Задания упражнения -
a – Проверьте по отрывку о Бунине три утверждения: (i) Бунин хочет вернуться домой во Францию; (ii) собеседник Бунина решает сначала зайти к нему в отель; (iii) Бунин покинул Россию на пароходе из Одессы 29 января 1920 года. На каждое ответьте «да» или «нет» и приведите решающие слова отрывка в точности.
b – Верните в точности часть отрывка о Бунине: начните со слов «Владимир Зензинов» и закончите после слов «Одессу входили большевики.».

━━ Фрагмент текста ━━

«Чувствую себя очень зыбко…» - Бунин Иван Алексеевич
– Устал ужасно от своего турне. Везде чествования, люди. Домой хочу – во Францию. Прочту в Таллине и по домам.
Публика в вагоне нас узнала. Шушукались. Стало неприятно.
– Узнают, Иван Алексеевич.
– Вижу. Ну и Бог с ними.
– Подъезжаем. Итак, до завтра. Пойду в свой пролетарский вагон.
– Почему? Вместе выйдем из этого самого. Впрочем, у меня вещи. Хотя их и потом взять можно. Сейчас встречать будут.
– Оттого-то я и испаряюсь. Не хочу быть “сбоку припека”. Привык, чтобы меня самого встречали. Конечно, в новых краях…
– Ха-ха! Понимаю. Ну, как хотите. Заходите в отель.
– Нет, уж я лучше прямо на лекцию, а потом на банкете встретимся.
Владимир Зензинов
Иван Алексеевич Бунин
29 января 1920 года, на последнем уходившем из Одессы пароходе, И.А. Бунин покидал Россию, – в Одессу входили большевики.

━━━
━━ Отобранные строки ━━

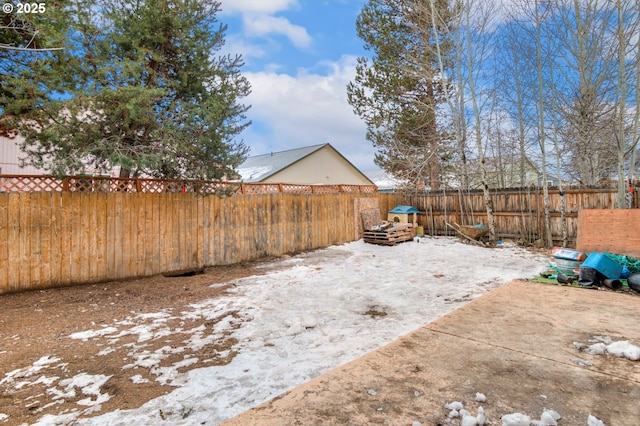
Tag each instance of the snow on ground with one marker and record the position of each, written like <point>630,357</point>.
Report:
<point>307,315</point>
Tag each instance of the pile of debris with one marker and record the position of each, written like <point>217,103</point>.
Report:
<point>390,233</point>
<point>596,269</point>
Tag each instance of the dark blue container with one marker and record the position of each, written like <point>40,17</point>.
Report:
<point>603,264</point>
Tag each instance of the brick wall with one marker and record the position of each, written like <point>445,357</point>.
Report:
<point>615,231</point>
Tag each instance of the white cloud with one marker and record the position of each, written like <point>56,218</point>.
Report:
<point>259,22</point>
<point>307,109</point>
<point>257,6</point>
<point>259,26</point>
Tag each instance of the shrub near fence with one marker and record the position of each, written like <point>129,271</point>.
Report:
<point>50,239</point>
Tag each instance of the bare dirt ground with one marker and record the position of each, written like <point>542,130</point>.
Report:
<point>35,320</point>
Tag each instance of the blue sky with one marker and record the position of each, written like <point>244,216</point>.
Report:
<point>299,56</point>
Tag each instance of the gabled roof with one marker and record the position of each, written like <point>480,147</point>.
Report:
<point>261,167</point>
<point>404,210</point>
<point>383,180</point>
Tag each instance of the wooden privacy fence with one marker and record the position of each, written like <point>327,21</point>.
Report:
<point>50,239</point>
<point>519,214</point>
<point>36,183</point>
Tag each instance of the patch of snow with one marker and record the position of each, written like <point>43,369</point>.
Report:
<point>307,315</point>
<point>594,421</point>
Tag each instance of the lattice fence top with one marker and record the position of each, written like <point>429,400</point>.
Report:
<point>36,183</point>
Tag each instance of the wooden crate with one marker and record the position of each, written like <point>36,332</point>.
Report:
<point>392,235</point>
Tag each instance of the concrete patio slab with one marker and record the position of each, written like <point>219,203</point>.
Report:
<point>515,345</point>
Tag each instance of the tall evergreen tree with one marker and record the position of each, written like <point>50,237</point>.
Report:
<point>396,91</point>
<point>139,86</point>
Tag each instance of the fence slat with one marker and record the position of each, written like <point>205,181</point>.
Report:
<point>65,238</point>
<point>4,241</point>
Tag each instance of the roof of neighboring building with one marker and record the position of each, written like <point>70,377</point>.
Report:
<point>383,180</point>
<point>261,167</point>
<point>404,210</point>
<point>255,169</point>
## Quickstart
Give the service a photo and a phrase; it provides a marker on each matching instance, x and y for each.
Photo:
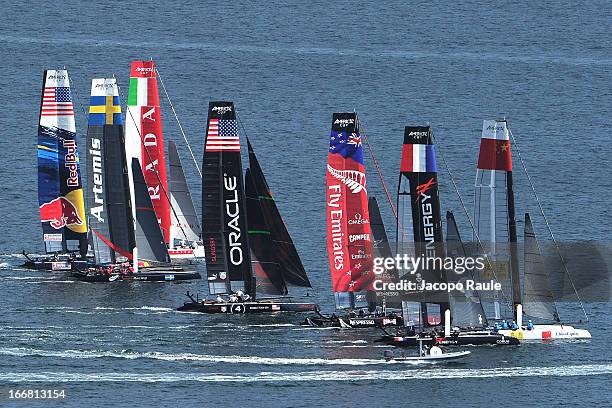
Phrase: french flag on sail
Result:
(418, 158)
(495, 147)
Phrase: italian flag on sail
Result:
(144, 138)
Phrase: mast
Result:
(419, 206)
(60, 191)
(144, 138)
(185, 224)
(224, 233)
(494, 215)
(267, 271)
(110, 211)
(349, 244)
(286, 254)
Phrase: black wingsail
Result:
(149, 239)
(268, 276)
(466, 307)
(225, 237)
(419, 209)
(286, 254)
(110, 212)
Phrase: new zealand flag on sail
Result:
(347, 144)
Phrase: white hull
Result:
(547, 332)
(458, 355)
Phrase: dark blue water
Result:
(547, 68)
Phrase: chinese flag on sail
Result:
(495, 147)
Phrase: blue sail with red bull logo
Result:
(349, 242)
(60, 191)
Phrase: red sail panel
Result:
(349, 241)
(495, 147)
(143, 105)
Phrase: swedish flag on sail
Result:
(105, 106)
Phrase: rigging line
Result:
(380, 176)
(465, 210)
(178, 122)
(535, 194)
(241, 125)
(75, 97)
(153, 167)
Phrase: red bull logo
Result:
(72, 163)
(59, 213)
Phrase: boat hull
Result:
(545, 332)
(254, 307)
(451, 356)
(55, 263)
(180, 254)
(353, 322)
(480, 338)
(55, 266)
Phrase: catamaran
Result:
(125, 235)
(350, 224)
(144, 140)
(248, 249)
(60, 191)
(419, 207)
(496, 223)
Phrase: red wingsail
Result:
(349, 241)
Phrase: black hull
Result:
(254, 307)
(153, 274)
(464, 339)
(55, 264)
(353, 322)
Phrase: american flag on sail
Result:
(222, 136)
(57, 101)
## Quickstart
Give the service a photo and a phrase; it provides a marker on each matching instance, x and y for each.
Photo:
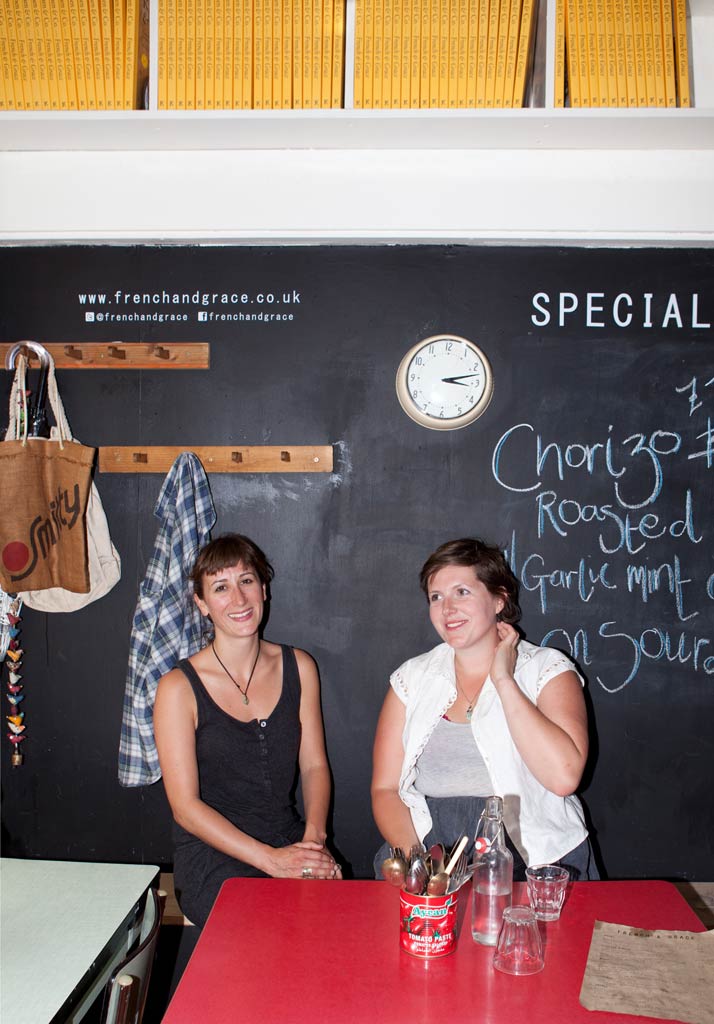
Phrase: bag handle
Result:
(18, 399)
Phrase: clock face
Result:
(445, 382)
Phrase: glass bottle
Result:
(493, 873)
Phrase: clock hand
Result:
(458, 380)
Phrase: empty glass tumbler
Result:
(519, 948)
(546, 890)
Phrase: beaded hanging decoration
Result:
(11, 654)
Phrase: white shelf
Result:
(527, 129)
(535, 128)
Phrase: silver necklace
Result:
(236, 684)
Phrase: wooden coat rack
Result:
(159, 459)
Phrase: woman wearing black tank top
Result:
(234, 725)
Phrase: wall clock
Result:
(445, 382)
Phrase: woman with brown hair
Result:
(483, 713)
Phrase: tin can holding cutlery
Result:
(427, 924)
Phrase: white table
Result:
(64, 926)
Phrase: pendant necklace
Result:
(471, 701)
(236, 684)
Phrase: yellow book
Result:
(668, 53)
(180, 54)
(462, 54)
(425, 52)
(606, 90)
(28, 29)
(200, 53)
(503, 25)
(593, 93)
(218, 54)
(77, 54)
(338, 44)
(359, 71)
(307, 52)
(491, 51)
(559, 56)
(248, 54)
(640, 75)
(287, 56)
(268, 26)
(444, 17)
(453, 58)
(169, 33)
(630, 62)
(43, 30)
(583, 56)
(572, 56)
(162, 55)
(209, 10)
(237, 66)
(191, 55)
(648, 43)
(681, 53)
(87, 54)
(258, 54)
(615, 10)
(327, 55)
(59, 59)
(317, 52)
(396, 54)
(471, 53)
(415, 58)
(97, 52)
(45, 60)
(512, 50)
(378, 53)
(408, 53)
(228, 52)
(659, 59)
(107, 51)
(8, 98)
(522, 65)
(118, 29)
(481, 46)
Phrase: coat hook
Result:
(34, 346)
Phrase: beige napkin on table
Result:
(652, 974)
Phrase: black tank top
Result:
(248, 770)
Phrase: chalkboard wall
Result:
(593, 467)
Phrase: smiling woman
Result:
(486, 713)
(234, 724)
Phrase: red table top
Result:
(311, 951)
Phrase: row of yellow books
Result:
(443, 53)
(250, 54)
(622, 53)
(73, 54)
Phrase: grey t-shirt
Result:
(451, 764)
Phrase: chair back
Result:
(125, 994)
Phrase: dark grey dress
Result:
(247, 772)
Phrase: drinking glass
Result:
(546, 890)
(519, 949)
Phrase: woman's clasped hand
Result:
(302, 860)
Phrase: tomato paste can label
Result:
(427, 924)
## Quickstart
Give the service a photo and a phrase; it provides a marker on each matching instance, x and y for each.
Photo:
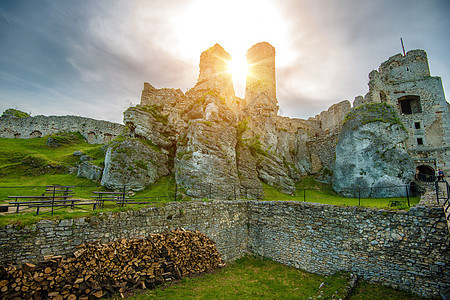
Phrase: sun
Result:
(238, 68)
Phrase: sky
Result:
(91, 58)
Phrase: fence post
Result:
(359, 196)
(407, 194)
(176, 187)
(123, 196)
(437, 191)
(53, 198)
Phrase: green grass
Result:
(365, 290)
(259, 278)
(28, 165)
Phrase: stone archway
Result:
(425, 173)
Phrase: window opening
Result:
(409, 105)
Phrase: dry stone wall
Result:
(94, 131)
(408, 250)
(404, 249)
(223, 222)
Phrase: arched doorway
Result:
(425, 173)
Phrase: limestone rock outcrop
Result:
(94, 131)
(134, 164)
(370, 154)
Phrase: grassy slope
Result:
(258, 278)
(322, 193)
(29, 162)
(27, 165)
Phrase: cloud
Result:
(91, 58)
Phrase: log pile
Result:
(100, 270)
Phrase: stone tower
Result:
(214, 73)
(260, 90)
(405, 83)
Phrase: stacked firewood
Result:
(101, 270)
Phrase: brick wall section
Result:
(409, 250)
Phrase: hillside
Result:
(32, 162)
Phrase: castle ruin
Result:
(217, 138)
(210, 137)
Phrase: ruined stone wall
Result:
(408, 250)
(224, 222)
(407, 79)
(95, 131)
(404, 249)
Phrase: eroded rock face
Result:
(370, 154)
(133, 163)
(205, 164)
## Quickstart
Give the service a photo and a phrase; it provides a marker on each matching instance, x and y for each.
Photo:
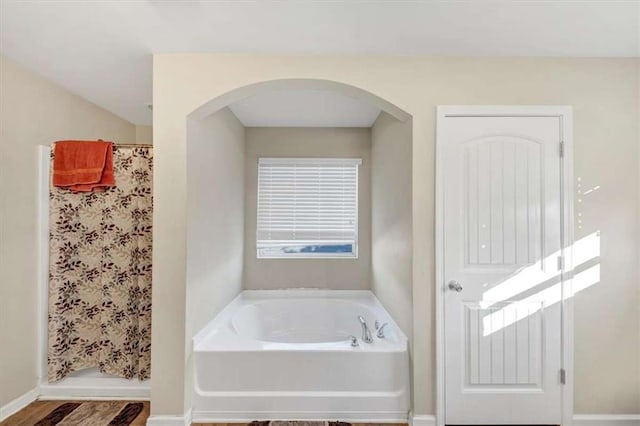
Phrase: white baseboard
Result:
(606, 420)
(18, 404)
(159, 420)
(422, 420)
(96, 389)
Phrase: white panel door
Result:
(502, 239)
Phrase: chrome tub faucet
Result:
(366, 333)
(380, 328)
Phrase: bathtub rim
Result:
(241, 299)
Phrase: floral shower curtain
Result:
(100, 273)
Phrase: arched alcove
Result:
(239, 93)
(214, 175)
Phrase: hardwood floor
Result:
(116, 413)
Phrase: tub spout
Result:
(366, 333)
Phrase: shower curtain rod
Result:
(128, 145)
(133, 145)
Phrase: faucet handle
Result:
(354, 341)
(380, 328)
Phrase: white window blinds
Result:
(307, 207)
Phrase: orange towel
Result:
(83, 166)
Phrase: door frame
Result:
(565, 114)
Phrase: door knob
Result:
(455, 286)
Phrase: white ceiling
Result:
(304, 108)
(101, 50)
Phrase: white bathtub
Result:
(286, 355)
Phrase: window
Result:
(307, 207)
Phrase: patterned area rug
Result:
(90, 413)
(299, 423)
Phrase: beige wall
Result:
(604, 95)
(33, 112)
(215, 215)
(391, 237)
(144, 134)
(340, 274)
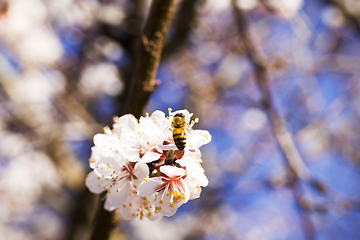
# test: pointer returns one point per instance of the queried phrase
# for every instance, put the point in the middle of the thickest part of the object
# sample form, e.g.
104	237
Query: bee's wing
189	130
167	131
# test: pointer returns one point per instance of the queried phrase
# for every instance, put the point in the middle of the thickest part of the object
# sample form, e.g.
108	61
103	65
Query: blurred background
64	71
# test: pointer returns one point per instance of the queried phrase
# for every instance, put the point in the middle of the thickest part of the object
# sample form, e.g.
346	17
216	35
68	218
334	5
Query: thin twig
286	143
281	132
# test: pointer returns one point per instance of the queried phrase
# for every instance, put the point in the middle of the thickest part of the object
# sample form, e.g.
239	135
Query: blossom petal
172	171
150	156
133	154
199	138
141	171
149	186
106	167
95	183
118	194
104	141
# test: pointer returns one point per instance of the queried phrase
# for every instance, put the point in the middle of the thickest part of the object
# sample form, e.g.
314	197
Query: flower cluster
141	167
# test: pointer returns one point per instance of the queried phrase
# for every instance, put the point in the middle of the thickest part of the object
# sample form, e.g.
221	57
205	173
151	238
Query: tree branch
148	56
142	86
281	132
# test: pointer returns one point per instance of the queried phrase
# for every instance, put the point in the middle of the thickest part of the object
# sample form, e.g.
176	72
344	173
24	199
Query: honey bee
180	130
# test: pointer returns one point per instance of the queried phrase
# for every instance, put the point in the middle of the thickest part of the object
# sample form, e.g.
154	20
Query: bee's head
179	119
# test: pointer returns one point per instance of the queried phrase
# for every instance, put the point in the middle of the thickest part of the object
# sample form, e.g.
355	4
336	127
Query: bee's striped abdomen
179	138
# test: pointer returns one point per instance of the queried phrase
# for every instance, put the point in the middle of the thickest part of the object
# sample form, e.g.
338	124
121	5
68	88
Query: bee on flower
149	167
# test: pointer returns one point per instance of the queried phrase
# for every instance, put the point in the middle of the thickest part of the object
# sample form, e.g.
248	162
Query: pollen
106	129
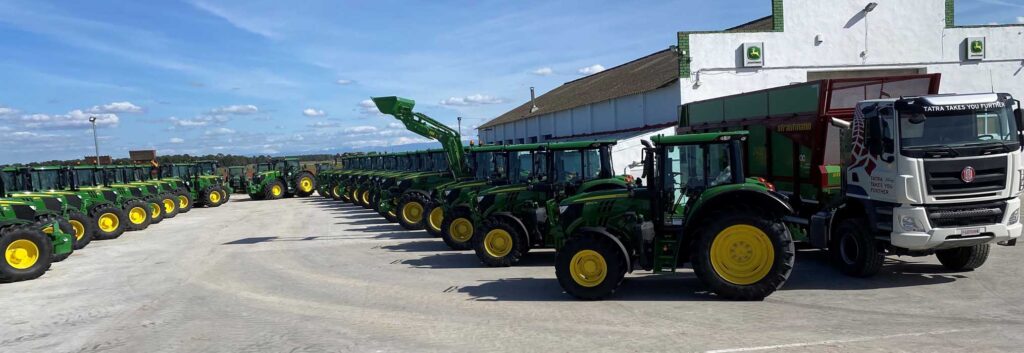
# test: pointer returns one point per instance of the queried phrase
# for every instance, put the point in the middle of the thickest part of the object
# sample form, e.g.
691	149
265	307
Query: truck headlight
910	224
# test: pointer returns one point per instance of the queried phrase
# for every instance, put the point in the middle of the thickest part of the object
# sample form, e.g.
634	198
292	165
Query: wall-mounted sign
754	54
975	48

━━━

Ответы к упражнению -
a –
(i) Да: «Домой хочу – во Францию.»
(ii) Нет: «Нет, уж я лучше прямо на лекцию, а потом на банкете встретимся.»
(iii) Да: «29 января 1920 года, на последнем уходившем из Одессы пароходе, И.А. Бунин покидал Россию»

b –
Владимир Зензинов
Иван Алексеевич Бунин
29 января 1920 года, на последнем уходившем из Одессы пароходе, И.А. Бунин покидал Россию, – в Одессу входили большевики.